**Photo-based point labeling data:**
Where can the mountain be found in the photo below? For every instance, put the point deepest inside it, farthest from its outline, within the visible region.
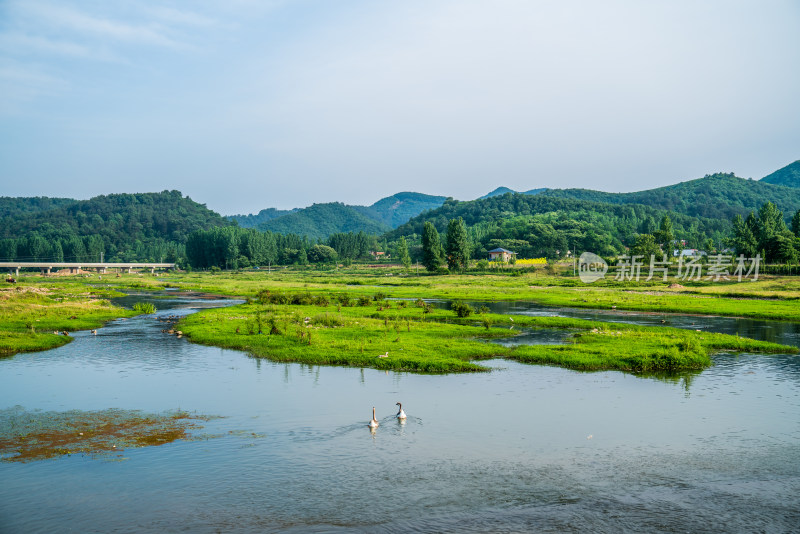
(397, 209)
(497, 192)
(252, 221)
(22, 206)
(788, 176)
(541, 225)
(715, 196)
(125, 227)
(503, 190)
(319, 221)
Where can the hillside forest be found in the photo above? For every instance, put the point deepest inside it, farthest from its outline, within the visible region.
(719, 212)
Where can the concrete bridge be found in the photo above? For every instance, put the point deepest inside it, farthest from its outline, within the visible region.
(46, 267)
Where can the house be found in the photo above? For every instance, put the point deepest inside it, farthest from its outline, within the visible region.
(501, 254)
(688, 252)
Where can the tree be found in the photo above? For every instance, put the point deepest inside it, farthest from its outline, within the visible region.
(743, 239)
(646, 246)
(402, 252)
(321, 254)
(458, 249)
(664, 236)
(432, 252)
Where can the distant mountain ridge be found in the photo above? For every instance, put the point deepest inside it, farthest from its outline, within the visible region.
(715, 196)
(252, 221)
(788, 176)
(503, 190)
(320, 221)
(122, 226)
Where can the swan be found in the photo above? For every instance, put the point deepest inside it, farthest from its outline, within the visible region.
(374, 422)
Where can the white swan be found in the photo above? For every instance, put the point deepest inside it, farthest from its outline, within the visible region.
(374, 423)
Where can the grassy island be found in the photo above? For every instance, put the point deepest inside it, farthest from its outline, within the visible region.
(335, 329)
(34, 318)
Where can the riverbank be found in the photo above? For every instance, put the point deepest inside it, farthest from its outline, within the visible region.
(35, 317)
(334, 329)
(772, 297)
(344, 318)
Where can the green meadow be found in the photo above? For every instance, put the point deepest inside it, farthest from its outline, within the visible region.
(352, 317)
(336, 329)
(35, 317)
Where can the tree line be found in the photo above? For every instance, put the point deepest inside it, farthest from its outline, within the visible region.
(767, 234)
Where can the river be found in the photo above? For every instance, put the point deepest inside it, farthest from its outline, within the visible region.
(523, 448)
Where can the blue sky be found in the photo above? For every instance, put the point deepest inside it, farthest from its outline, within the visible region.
(244, 105)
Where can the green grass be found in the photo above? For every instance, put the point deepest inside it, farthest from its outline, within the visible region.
(440, 342)
(769, 298)
(30, 316)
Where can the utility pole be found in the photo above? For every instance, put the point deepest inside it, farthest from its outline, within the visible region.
(573, 258)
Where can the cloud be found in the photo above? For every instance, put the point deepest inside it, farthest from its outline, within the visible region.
(22, 44)
(58, 16)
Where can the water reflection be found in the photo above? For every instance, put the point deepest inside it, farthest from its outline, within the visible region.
(500, 451)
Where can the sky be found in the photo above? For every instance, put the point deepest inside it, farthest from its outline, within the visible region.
(244, 105)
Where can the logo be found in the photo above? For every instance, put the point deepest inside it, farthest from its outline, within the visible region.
(591, 267)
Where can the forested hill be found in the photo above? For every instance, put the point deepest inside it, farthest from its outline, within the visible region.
(122, 226)
(252, 221)
(503, 190)
(541, 225)
(23, 206)
(788, 176)
(320, 221)
(398, 209)
(715, 196)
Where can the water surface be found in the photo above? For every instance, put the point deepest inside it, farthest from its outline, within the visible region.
(523, 448)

**Job:** Write out each entry exactly as given, but skip the pictures.

**Task result:**
Where can the mountain be found in the photo below? For every instance, put the point deepest inside it, farthest from its outline, within the visible region.
(397, 209)
(497, 192)
(252, 221)
(22, 206)
(788, 176)
(541, 225)
(715, 196)
(125, 227)
(503, 190)
(319, 221)
Where can the hillside forest be found in the photo above? For every instance, put the point deepest inside it, farthest from its outline, within the visible region.
(719, 212)
Where can the concrete bridge be found in the photo above? For every instance, put the point deepest inside it, farthest from its outline, within the visible region.
(46, 267)
Where can the house be found in the photo above? For every instance, put the point deepest inside it, farthest from its outline, within the visible region.
(501, 254)
(688, 252)
Where can the tree be found in the photo above? For every instance, put the point deepest inside it, farthest from its outline, within the visible region.
(743, 239)
(646, 246)
(402, 252)
(321, 254)
(458, 249)
(664, 236)
(432, 252)
Where can the distant mountain ridge be found in the photo above? For every instance, put the point deepest inside it, farthest from its outline, within the visible region.
(715, 196)
(252, 221)
(788, 176)
(503, 190)
(320, 221)
(122, 226)
Where can the swan be found in the photo above? For every instance, put the point deepest inside it, farthest from its outline, within the visible region.
(374, 422)
Where can the white swan be found in the photo above? For every instance, put the point deepest inside it, farthest from its outline, within the visible region.
(374, 423)
Where can the grassy island be found in the photo above? For every instance, put the point deepest inside it, farthest from its outline, within the visible region.
(335, 329)
(34, 318)
Where can the riverbank be found in the photo above? For every instance, put the point deepest inside it, farthest from its outline, within the visible region.
(35, 317)
(334, 329)
(772, 297)
(344, 318)
Where can the green meadow be found in the photo above? For every instance, put the point deepest inside it, farthest from its outline, within the visible region.
(352, 317)
(336, 329)
(35, 317)
Where can the tree line be found in the photo above? For every instance, put the point deepest inside it, farthest from its outline, within the visible region.
(767, 234)
Where can the river be found in the photo above? For every instance, put the point deepest inside it, farthest from its outline, within the visible region.
(523, 448)
Where can the blue sky be found in the photo above? For every instance, put the point deepest inside it, farthest from its outline, within the visible region.
(244, 105)
Where can the green grass be found in the photo above? For every instance, put the point deepest inside it, farthest from its outline, within the visible region.
(440, 342)
(769, 298)
(30, 316)
Where can the utility pole be found in the photo above? For every instance, put the point deepest inside it, farthest from its outline, within the visible region.
(573, 258)
Where can the cloud be found in the photo above? For every instance, put the point deepest inside it, farthest from its outline, within the visible region.
(22, 44)
(58, 16)
Where can the water reflection be found in the photo above? For every instance, put the point deepest inside it, farthest from its outline, within the visible region.
(500, 451)
Where can the sky be found in the photo above? For every instance, put the point deepest inside it, farthest from its outline, within the visible region.
(244, 105)
Where can the logo be found in the photo above? For every instance, put the point deepest inside it, farthest from its outline, within the visible region.
(591, 267)
Where can the forested hill be found in the photo above? For every instance, put the point deepest inside it, farthest from its outline, within the visible region.
(122, 226)
(252, 221)
(503, 190)
(541, 225)
(23, 206)
(788, 176)
(320, 221)
(398, 209)
(715, 196)
Where can the water surface be found in the photo above? For every instance, put the point deepest inside it, farthest from its outline, within the visible region.
(523, 448)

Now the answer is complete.